Retype the forum discussion below about employers paying for equipment and internet access, reproducing every word and character without alteration.
___ Reading passage
It's almost certainly one or the other. If the company is hurting, an dthis is a part of across-the-board, temporary cost-cutting measures, they should say so, and you can decide how to react.
Otherwise, there's a clueless twit loose, and s/he needs to be dealt with, or your group (if not the company) is dead, dead, dead unless something changes.
As for the details in the meantime, I agree with the "Easy one" poster. It woiuld be one thing if you'd hired in under those terms. But just yanking them because the new guy has his own definition of reality? Maybe you should explain that a real CIO provides his people with the best tools for their job.
Plumbers, carpenters, mechanics, or pretty much any tradesman, are expected to have their own tools.
Hell, McDonalds' employees pay for their uniforms.
Is it really that unreasonable to expect computer professionals to have a computer and internet access?
I don't need no instructions to know how to rock!!!!
So according to your thinking, anything they pay for shouldn't be used for personal use, right? That means that the broadband is only used for company business and the cellphone is never used to call a friend?
My employer doesn't pay for broadband, since it is just a convenience that allows us to not have to come into the office. We are paid to be on call, which means doing whatever is necessary for access to the systems. They also do not pay for cellphones. That said, if you use your cellphone for work purposes, you can expense that portion of the bill. They do pay for the pagers we are required to carry. I didn't like this at first, but it does make sense. It is a good compromise that lets my employer pay for what they benefit from, and I pay for the rest.
______
___ Record excerpts
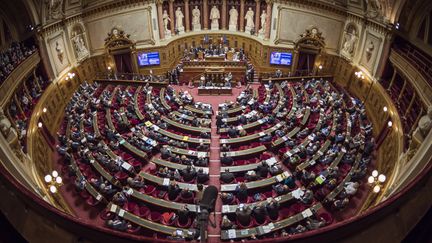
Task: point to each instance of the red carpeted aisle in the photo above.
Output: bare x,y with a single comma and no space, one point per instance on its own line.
213,233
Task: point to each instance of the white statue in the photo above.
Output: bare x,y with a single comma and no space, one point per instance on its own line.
166,19
55,10
349,45
60,52
425,123
179,19
249,20
263,20
369,50
80,47
196,19
233,18
215,16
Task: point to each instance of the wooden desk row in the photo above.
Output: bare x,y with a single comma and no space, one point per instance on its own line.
247,167
246,152
271,227
188,128
148,224
257,184
166,181
176,166
252,137
189,153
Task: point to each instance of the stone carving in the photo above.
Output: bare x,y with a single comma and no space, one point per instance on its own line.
249,20
6,127
80,46
214,17
349,45
196,19
425,123
233,19
179,20
60,53
55,10
369,50
166,20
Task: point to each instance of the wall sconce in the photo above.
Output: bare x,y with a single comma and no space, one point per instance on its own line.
53,181
359,75
376,181
390,124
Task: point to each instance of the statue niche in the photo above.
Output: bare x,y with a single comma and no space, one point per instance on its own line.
78,43
350,41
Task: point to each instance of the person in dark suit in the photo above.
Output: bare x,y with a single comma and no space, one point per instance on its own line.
227,197
273,209
262,170
242,192
227,177
173,191
188,173
232,133
244,215
226,160
186,194
201,176
259,212
183,215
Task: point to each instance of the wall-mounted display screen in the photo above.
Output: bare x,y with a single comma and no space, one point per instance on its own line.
281,58
148,59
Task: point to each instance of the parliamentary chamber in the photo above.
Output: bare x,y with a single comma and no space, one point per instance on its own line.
378,51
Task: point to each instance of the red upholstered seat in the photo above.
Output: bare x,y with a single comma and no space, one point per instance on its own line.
155,217
91,201
131,207
144,211
185,225
327,217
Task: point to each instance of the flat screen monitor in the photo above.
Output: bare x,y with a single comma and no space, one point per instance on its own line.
281,58
148,59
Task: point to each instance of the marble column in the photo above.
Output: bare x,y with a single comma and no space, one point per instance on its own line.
257,16
172,17
187,16
205,14
160,20
268,20
224,17
241,15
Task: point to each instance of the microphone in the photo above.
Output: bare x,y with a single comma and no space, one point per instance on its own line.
208,200
207,205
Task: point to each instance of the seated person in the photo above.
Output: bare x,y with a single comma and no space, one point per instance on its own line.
226,224
201,176
118,224
227,197
226,160
227,177
251,176
243,215
242,192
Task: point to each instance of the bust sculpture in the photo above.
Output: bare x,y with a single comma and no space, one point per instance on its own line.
249,20
179,20
233,19
349,44
6,127
214,17
425,123
196,19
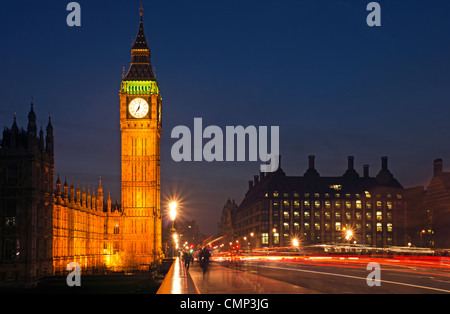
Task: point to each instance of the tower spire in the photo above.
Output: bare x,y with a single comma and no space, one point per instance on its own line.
140,68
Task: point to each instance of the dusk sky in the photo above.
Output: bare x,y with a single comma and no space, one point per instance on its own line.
334,86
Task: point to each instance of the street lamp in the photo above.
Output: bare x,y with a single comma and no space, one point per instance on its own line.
173,212
172,215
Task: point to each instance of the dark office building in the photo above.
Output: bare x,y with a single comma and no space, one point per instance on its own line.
317,209
429,222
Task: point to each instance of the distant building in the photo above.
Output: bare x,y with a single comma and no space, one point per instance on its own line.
43,227
26,201
314,209
430,213
226,225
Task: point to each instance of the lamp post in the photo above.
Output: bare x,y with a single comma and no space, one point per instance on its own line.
173,214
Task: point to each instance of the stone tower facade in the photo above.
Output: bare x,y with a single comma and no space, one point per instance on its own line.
140,124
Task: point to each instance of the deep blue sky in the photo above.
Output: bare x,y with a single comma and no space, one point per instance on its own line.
335,86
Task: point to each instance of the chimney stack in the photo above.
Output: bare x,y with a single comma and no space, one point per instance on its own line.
311,161
384,163
350,161
366,171
437,167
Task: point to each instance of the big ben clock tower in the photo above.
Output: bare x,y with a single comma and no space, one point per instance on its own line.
140,125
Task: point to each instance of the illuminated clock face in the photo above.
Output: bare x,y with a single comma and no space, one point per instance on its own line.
______
(Reply)
It's almost certainly one or the other. If the company is hurting, an dthis is a part of across-the-board, temporary cost-cutting measures, they should say so, and you can decide how to react.
Otherwise, there's a clueless twit loose, and s/he needs to be dealt with, or your group (if not the company) is dead, dead, dead unless something changes.
As for the details in the meantime, I agree with the "Easy one" poster. It woiuld be one thing if you'd hired in under those terms. But just yanking them because the new guy has his own definition of reality? Maybe you should explain that a real CIO provides his people with the best tools for their job.
Plumbers, carpenters, mechanics, or pretty much any tradesman, are expected to have their own tools.
Hell, McDonalds' employees pay for their uniforms.
Is it really that unreasonable to expect computer professionals to have a computer and internet access?
I don't need no instructions to know how to rock!!!!
So according to your thinking, anything they pay for shouldn't be used for personal use, right? That means that the broadband is only used for company business and the cellphone is never used to call a friend?
My employer doesn't pay for broadband, since it is just a convenience that allows us to not have to come into the office. We are paid to be on call, which means doing whatever is necessary for access to the systems. They also do not pay for cellphones. That said, if you use your cellphone for work purposes, you can expense that portion of the bill. They do pay for the pagers we are required to carry. I didn't like this at first, but it does make sense. It is a good compromise that lets my employer pay for what they benefit from, and I pay for the rest.